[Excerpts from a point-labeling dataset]
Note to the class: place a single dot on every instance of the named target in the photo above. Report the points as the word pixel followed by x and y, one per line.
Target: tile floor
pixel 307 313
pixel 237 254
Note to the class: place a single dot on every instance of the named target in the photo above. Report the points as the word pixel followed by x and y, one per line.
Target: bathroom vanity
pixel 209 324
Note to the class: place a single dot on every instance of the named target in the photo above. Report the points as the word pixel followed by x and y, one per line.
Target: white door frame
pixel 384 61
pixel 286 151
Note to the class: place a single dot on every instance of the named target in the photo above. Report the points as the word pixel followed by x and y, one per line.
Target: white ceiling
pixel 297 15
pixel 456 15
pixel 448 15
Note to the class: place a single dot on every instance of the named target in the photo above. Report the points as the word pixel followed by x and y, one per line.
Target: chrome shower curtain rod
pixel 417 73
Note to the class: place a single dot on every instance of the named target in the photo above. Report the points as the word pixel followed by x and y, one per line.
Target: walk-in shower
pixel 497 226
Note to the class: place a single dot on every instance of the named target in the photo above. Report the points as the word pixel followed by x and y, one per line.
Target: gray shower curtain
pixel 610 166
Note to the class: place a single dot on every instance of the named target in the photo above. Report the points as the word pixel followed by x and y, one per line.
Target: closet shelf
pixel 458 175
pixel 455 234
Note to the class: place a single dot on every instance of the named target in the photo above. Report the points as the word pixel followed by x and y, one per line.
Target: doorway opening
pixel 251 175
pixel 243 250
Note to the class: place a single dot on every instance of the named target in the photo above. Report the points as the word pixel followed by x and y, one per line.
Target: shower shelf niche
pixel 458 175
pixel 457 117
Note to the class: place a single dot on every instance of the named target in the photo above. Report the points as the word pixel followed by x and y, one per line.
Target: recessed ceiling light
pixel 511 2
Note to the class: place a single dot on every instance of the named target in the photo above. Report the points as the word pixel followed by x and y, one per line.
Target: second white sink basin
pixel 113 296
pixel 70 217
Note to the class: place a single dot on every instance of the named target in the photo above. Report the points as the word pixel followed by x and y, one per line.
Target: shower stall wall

- **SET EXERCISE**: Which lines in the data above contain the word "ceiling"? Show each of them in full, counting only matches with the same case.

- **SOLVED PROBLEM**:
Target: white ceiling
Target: recessed ceiling light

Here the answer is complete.